■ Direction ■
Format the following entries as a numbered list with one line per item, and drop any blank lines.

_ _ _ _ _

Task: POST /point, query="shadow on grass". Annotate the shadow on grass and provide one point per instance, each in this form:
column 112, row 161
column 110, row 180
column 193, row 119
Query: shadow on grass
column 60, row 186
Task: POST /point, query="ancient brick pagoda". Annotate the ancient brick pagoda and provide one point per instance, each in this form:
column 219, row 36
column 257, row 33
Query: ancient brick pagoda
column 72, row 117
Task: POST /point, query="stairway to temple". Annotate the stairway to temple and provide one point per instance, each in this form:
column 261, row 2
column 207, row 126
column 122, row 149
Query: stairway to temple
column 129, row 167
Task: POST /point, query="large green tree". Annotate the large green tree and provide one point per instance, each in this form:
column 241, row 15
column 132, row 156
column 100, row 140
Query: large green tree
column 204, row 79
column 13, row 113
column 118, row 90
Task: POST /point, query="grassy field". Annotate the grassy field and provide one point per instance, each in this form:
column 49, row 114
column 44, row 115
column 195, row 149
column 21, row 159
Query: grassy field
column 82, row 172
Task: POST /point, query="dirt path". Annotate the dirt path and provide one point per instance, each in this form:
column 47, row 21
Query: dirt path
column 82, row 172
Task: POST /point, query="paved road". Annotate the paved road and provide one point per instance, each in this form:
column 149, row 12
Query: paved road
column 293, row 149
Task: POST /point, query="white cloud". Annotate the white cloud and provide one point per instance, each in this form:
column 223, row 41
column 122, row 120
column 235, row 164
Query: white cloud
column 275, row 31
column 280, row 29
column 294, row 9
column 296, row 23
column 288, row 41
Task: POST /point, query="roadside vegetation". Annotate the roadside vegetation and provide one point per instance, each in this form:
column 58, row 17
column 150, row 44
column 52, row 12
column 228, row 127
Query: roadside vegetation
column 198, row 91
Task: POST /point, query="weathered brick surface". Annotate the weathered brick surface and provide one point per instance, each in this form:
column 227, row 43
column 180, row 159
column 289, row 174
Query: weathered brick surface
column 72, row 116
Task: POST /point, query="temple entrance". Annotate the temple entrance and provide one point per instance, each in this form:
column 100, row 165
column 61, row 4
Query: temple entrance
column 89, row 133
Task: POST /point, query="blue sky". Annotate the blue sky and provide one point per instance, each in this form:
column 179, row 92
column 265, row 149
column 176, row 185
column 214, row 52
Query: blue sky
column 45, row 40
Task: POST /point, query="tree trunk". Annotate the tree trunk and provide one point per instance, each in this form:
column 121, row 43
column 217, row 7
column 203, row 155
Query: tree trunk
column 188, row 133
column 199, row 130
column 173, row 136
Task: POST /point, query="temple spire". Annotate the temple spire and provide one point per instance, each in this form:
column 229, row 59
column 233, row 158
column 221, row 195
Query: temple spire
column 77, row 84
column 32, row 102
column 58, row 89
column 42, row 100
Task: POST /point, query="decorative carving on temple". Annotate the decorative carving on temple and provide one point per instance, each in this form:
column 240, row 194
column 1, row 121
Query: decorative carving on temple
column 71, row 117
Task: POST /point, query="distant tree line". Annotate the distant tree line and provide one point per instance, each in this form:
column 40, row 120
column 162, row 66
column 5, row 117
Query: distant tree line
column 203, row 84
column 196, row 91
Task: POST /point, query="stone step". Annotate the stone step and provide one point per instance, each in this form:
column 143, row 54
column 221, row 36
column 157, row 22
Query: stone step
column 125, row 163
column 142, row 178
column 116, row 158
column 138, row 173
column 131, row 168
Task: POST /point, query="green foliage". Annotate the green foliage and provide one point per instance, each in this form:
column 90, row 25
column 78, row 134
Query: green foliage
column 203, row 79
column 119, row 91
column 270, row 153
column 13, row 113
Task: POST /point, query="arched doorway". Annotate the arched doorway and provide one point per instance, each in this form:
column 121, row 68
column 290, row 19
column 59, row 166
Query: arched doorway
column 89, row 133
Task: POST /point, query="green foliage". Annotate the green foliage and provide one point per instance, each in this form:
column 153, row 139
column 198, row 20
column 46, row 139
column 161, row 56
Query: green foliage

_ _ _ _ _

■ Output of the exercise ■
1. Task: POST /point, query="shadow on grass". Annotate the shadow on grass and provide one point per instance, each in this form:
2. column 112, row 161
3. column 110, row 180
4. column 193, row 119
5. Query: shadow on grass
6. column 60, row 186
7. Task: POST /point, query="ancient brick pagoda". Annotate the ancient brick pagoda and provide one point per instance, each in this form:
8. column 219, row 36
9. column 257, row 33
10. Query: ancient brick pagoda
11. column 72, row 117
12. Task: POST /point, query="stairway to temple". Annotate the stairway to temple and provide one point per instance, each in this form:
13. column 261, row 2
14. column 207, row 126
15. column 122, row 149
16. Query: stairway to temple
17. column 129, row 167
18. Task: POST /point, query="large green tree". Annotate the large green tree and provide one point per instance, each in this form:
19. column 241, row 15
20. column 132, row 156
21. column 100, row 140
22. Query: large green tree
23. column 204, row 79
24. column 13, row 113
25. column 118, row 90
26. Task: POST /point, query="grassy field". Annotate the grassy field and provide one point per instance, each in this form:
27. column 49, row 114
28. column 44, row 115
29. column 195, row 149
30. column 21, row 159
31. Query: grassy field
32. column 82, row 172
33. Task: POST /point, query="dirt path". Annotate the dirt path and provide one point per instance, each in this form:
34. column 47, row 21
35. Query: dirt path
36. column 82, row 172
37. Task: POST /point, query="paved road". Annotate the paved road and provide one point per instance, each in this form:
38. column 149, row 12
39. Query: paved road
40. column 293, row 149
41. Task: POST /point, query="white cloud". Annotate the white cloud and provide one point per instance, each in this form:
42. column 223, row 41
43. column 122, row 120
44. column 235, row 164
45. Query: white cloud
46. column 275, row 31
47. column 280, row 29
48. column 294, row 9
49. column 296, row 23
50. column 288, row 41
51. Task: POST /point, query="roadside vegetation". Annotate the roadside vegetation and provide one point per instance, each in this form:
52. column 58, row 17
53. column 150, row 44
54. column 52, row 12
55. column 228, row 127
56. Query: roadside vegetation
57. column 198, row 91
58. Task: POST /point, query="weathered brick surface". Annotate the weathered brick surface and provide one point per instance, each in this form:
59. column 227, row 43
60. column 180, row 159
61. column 289, row 174
62. Query: weathered brick surface
63. column 72, row 116
64. Task: POST /point, query="temple entrance". Annotate the temple entrance and provide one point per instance, each in this form:
65. column 100, row 165
66. column 61, row 4
67. Query: temple entrance
68. column 89, row 133
69. Task: POST /point, query="blue sky". Annotate the blue sky and provide one point per instance, each in this form:
70. column 179, row 92
71. column 265, row 149
72. column 176, row 185
73. column 214, row 52
74. Query: blue sky
75. column 45, row 40
76. Task: POST /point, query="tree trunk". Annotate the tree trunk and provide one point per instance, each in this form:
77. column 121, row 43
78. column 217, row 7
79. column 203, row 155
80. Query: tree trunk
81. column 188, row 133
82. column 199, row 130
83. column 173, row 136
84. Task: POST /point, query="temple spire". Annotate the temple spire and provide one point per instance, each in this form:
85. column 229, row 59
86. column 233, row 158
87. column 221, row 195
88. Query: temple spire
89. column 77, row 84
90. column 32, row 102
91. column 58, row 89
92. column 42, row 100
93. Task: POST /point, query="decorative carving on temple". Annotate the decorative carving on temple and provide one point per instance, each in this form:
94. column 240, row 194
95. column 1, row 121
96. Query: decorative carving on temple
97. column 71, row 117
98. Task: POST /point, query="distant tree line". Annotate the distant tree line and provide one point per instance, each in this form:
99. column 40, row 120
100. column 162, row 66
101. column 5, row 117
102. Query: distant tree line
103. column 203, row 84
104. column 196, row 91
105. Task: POST /point, query="stone step". Annotate the stone step and provide one point per instance, each in this form:
106. column 143, row 54
107. column 221, row 36
108. column 157, row 22
109. Query: stone step
110. column 125, row 163
111. column 142, row 178
112. column 116, row 158
113. column 138, row 173
114. column 131, row 168
115. Task: POST /point, query="green foliage". Annotate the green foliage and provide one point per instance, each in this form:
116. column 90, row 25
117. column 78, row 134
118. Query: green foliage
119. column 203, row 79
120. column 119, row 91
121. column 270, row 153
122. column 13, row 113
123. Task: POST /point, query="arched doorway". Annotate the arched doorway and provide one point per instance, each in this form:
124. column 121, row 68
125. column 290, row 19
126. column 59, row 166
127. Query: arched doorway
128. column 89, row 133
129. Task: POST /point, query="green foliage". Annotate the green foliage and provide one point per instance, each in this form:
130. column 153, row 139
131. column 198, row 20
132. column 46, row 139
133. column 161, row 56
134. Query: green foliage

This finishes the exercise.